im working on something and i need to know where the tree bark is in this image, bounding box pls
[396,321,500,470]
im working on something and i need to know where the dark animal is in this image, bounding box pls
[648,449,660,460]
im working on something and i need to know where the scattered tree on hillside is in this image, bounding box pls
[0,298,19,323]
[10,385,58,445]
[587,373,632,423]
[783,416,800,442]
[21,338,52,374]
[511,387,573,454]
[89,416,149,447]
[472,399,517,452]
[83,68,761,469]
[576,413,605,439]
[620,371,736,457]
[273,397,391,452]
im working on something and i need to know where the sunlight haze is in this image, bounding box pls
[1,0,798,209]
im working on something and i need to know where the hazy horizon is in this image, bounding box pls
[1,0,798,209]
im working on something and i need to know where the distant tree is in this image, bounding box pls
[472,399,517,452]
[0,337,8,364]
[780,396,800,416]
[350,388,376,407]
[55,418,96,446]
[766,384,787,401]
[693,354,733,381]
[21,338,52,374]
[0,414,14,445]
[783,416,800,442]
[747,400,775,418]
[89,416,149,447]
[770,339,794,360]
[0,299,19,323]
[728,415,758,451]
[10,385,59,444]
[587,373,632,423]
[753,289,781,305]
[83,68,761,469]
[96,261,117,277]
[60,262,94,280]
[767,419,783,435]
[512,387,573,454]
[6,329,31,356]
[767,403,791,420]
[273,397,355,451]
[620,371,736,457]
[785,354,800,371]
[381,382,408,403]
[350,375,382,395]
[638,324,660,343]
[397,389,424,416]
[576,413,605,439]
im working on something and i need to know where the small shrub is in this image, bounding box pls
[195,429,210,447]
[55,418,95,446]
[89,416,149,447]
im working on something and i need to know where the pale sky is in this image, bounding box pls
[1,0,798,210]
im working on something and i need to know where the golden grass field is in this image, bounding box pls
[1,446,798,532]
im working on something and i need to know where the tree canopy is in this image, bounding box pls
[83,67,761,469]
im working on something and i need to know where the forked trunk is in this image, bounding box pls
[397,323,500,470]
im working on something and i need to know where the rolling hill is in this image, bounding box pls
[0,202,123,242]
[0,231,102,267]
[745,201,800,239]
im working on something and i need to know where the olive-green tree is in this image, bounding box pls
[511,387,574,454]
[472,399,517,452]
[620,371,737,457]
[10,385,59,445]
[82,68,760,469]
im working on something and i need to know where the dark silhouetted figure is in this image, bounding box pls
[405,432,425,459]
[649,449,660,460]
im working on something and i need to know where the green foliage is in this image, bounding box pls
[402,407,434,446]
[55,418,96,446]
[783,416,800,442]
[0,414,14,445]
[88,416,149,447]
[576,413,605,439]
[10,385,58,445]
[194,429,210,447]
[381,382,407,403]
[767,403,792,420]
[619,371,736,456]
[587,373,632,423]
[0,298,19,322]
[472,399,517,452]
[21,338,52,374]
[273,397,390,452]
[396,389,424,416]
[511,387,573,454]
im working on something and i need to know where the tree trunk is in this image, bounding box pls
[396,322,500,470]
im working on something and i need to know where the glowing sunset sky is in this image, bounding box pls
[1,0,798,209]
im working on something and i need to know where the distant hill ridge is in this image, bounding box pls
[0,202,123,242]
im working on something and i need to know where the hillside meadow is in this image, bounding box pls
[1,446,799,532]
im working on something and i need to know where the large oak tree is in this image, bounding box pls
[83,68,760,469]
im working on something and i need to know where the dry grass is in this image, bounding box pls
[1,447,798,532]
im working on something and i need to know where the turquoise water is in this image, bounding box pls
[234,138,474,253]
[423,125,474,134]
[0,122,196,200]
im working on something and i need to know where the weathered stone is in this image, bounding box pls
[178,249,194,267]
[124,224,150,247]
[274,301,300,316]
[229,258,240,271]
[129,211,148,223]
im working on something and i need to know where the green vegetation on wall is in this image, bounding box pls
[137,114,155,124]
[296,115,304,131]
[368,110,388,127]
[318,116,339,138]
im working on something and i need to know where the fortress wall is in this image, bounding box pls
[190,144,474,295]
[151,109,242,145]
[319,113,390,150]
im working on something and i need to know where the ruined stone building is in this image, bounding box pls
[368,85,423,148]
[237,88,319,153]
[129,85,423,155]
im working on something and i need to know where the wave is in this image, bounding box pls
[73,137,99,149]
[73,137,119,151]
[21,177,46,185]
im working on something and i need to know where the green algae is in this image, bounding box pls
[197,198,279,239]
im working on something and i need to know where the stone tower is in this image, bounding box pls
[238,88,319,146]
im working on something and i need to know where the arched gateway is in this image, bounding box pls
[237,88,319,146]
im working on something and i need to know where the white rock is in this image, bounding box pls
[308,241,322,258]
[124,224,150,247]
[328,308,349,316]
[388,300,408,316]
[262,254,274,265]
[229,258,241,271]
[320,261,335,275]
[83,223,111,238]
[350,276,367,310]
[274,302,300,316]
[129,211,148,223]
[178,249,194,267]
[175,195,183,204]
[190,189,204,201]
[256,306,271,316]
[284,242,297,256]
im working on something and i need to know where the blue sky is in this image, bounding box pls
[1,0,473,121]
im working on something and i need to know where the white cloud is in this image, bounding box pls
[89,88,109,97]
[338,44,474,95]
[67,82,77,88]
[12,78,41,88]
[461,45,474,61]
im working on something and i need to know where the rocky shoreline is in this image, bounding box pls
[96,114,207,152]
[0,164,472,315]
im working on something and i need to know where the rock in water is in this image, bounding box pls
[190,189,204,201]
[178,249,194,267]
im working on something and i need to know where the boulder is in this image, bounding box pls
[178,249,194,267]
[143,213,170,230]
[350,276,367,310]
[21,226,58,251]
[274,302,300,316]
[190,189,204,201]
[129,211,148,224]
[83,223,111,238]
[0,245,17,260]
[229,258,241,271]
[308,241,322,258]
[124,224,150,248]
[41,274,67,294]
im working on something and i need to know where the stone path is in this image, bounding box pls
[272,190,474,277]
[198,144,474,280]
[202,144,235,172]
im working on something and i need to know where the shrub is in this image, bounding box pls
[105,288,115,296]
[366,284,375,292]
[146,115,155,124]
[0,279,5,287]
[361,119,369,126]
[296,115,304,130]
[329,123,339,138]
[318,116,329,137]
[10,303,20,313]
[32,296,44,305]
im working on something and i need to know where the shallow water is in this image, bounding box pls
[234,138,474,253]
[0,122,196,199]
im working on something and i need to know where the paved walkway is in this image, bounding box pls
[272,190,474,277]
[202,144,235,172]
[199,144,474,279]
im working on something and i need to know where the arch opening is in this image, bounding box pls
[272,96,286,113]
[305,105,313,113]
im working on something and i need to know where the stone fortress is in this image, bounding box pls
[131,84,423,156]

== == ==

Problem to solve
Copy down the entries exactly, leaving out no line.

Task result
im working on something and i need to know where the tree bark is in this image, bounding box pls
[396,321,500,470]
im working on something and i need to know where the dark animal is in this image, bounding box pls
[648,449,660,460]
im working on something and i need to know where the scattered tree on hillside is in this image, bounding box pls
[0,298,19,323]
[10,385,58,445]
[587,373,632,423]
[783,416,800,442]
[21,338,52,374]
[511,387,573,454]
[89,416,149,447]
[472,399,517,452]
[83,68,761,469]
[576,413,605,439]
[620,371,736,457]
[273,397,391,452]
im working on something and i need to know where the sunlight haze is in this image, bounding box pls
[1,0,798,209]
im working on something and i need to know where the hazy horizon is in this image, bounding box pls
[1,0,798,209]
im working on something and i need to know where the distant tree is in this image, bounding box pls
[472,399,517,452]
[0,337,8,364]
[780,396,800,416]
[350,388,376,407]
[55,418,96,446]
[766,384,787,401]
[693,354,733,381]
[21,338,52,374]
[0,414,14,445]
[783,416,800,442]
[747,400,775,418]
[89,416,149,447]
[770,339,794,360]
[0,299,19,323]
[728,415,758,451]
[10,385,59,444]
[587,373,632,423]
[753,289,781,305]
[83,68,761,469]
[96,261,117,277]
[60,262,94,280]
[767,419,783,435]
[512,387,573,454]
[6,329,31,356]
[767,403,791,420]
[273,397,355,451]
[620,371,736,457]
[785,354,800,371]
[381,382,408,403]
[350,375,382,395]
[638,324,660,343]
[397,389,424,416]
[576,413,605,439]
im working on something and i need to know where the small shrub is in this image, bounding box pls
[195,429,210,447]
[55,418,95,446]
[89,416,149,447]
im working on something and i need to know where the pale sky is in this image, bounding box pls
[1,0,798,210]
im working on something and i need to know where the golden grass field is in this image, bounding box pls
[1,446,798,532]
im working on something and i need to know where the tree canopy is in this image, bounding box pls
[83,67,761,469]
im working on something and i need to know where the forked trunk is in this image, bounding box pls
[397,323,500,470]
im working on something and i need to know where the rolling hill is in this image, bounding box pls
[0,202,123,242]
[0,231,102,267]
[745,201,800,239]
im working on something and i need to know where the olive-green tree is in this image, bounding box pls
[511,387,574,454]
[472,399,517,452]
[620,371,737,457]
[10,385,59,445]
[82,68,760,469]
im working on something and i need to know where the dark silhouetted figure is in this image, bounding box pls
[405,432,425,459]
[649,449,660,460]
im working on something and i need to know where the green foliage is in this image, bounding box pls
[402,407,434,446]
[55,418,96,446]
[783,416,800,442]
[0,414,14,445]
[88,416,149,447]
[576,413,605,439]
[10,385,58,445]
[194,429,210,447]
[381,382,407,403]
[767,403,792,420]
[619,371,736,456]
[587,373,632,423]
[0,298,19,322]
[472,399,517,452]
[21,338,52,374]
[273,397,390,452]
[396,389,424,416]
[511,387,573,454]
im working on something and i need to know where the tree trunk is in this image, bounding box pls
[396,322,500,470]
im working on something and i need to know where the glowing sunset sky is in this image, bounding box pls
[1,0,798,209]
im working on something and i need to know where the distant hill ridge is in this image, bounding box pls
[0,202,123,242]
im working on something and i need to know where the hillside meadow is in this image, bounding box pls
[1,446,799,532]
im working on something and i need to know where the large oak tree is in this image, bounding box pls
[83,68,760,469]
im working on something and i need to know where the dry grass is in this image, bounding box pls
[1,447,798,532]
im working on something and i need to know where the turquoise water is in this image, bounding box pls
[234,138,474,253]
[423,125,474,134]
[0,122,196,200]
im working on something and i need to know where the weathered stone is in this image, bounding box pls
[178,249,194,267]
[124,224,150,247]
[274,301,300,316]
[229,258,240,271]
[129,211,148,223]
im working on something and i need to know where the green vegetation on wall is in this image, bounding box pls
[137,114,155,124]
[296,115,304,131]
[368,110,388,127]
[318,116,339,138]
im working on something and i need to know where the fortress wall is in this image, bounding box pls
[190,144,474,295]
[151,109,242,145]
[319,113,390,150]
im working on something and i need to know where the ruined stone building is in this image, bounding box pls
[368,85,423,148]
[237,88,319,153]
[129,85,423,155]
im working on something and i need to know where the wave is in this image, bounding box pls
[73,137,99,149]
[73,137,119,151]
[21,177,46,185]
im working on something and i need to know where the green algae is in this image, bounding box pls
[197,198,279,239]
im working on something and i need to know where the stone tower is in this image, bounding box pls
[238,88,319,146]
im working on something and i need to know where the arched gateway is in this image, bounding box pls
[237,88,319,146]
im working on something and i need to know where the white rock is in this image, bounding box pls
[308,241,322,258]
[124,224,150,247]
[328,308,349,316]
[388,300,408,316]
[262,254,274,265]
[229,258,241,271]
[320,261,335,275]
[83,223,111,238]
[350,276,367,310]
[274,302,300,316]
[129,211,148,223]
[178,249,194,267]
[175,195,183,204]
[190,189,204,201]
[256,306,271,316]
[284,242,297,256]
im working on something and i need to know where the blue sky is in this image, bounding box pls
[1,0,473,121]
im working on something and i need to know where the white cloud is in this image, bounding box pls
[89,88,109,97]
[338,44,474,95]
[67,82,77,88]
[12,78,41,88]
[461,45,474,61]
im working on something and i need to know where the rocky shoreline is in this image, bounding box pls
[96,114,207,152]
[0,164,472,315]
im working on something and i need to know where the rock in water is in this image, bounding box pls
[190,189,204,201]
[178,249,194,267]
im working on something and i need to know where the boulder is in this image, bounding box pls
[178,249,194,267]
[143,213,170,230]
[350,276,367,310]
[21,226,58,251]
[274,302,300,316]
[190,189,204,201]
[129,211,148,224]
[83,223,111,238]
[0,245,17,260]
[229,258,241,271]
[308,241,322,258]
[124,224,150,248]
[41,274,67,294]
im working on something and i need to know where the stone path is in this image, bounding box pls
[272,190,474,277]
[198,144,474,280]
[202,144,235,172]
im working on something and i need to know where the shrub is in this image, bounding box pls
[105,288,115,296]
[366,284,375,292]
[146,115,155,124]
[0,279,5,287]
[361,119,369,126]
[296,115,304,130]
[329,123,339,138]
[318,116,329,137]
[10,303,20,313]
[32,296,44,305]
im working on something and i need to know where the shallow water is in this image, bounding box pls
[234,138,474,253]
[0,122,196,199]
im working on something and i need to know where the paved walkway is in this image, bounding box pls
[272,190,474,277]
[202,144,235,172]
[199,144,474,279]
im working on something and i need to know where the arch opening is in this image, bounding box pls
[272,96,286,113]
[305,105,313,113]
im working on something and i need to know where the stone fortress is in this image, bounding box pls
[131,84,423,156]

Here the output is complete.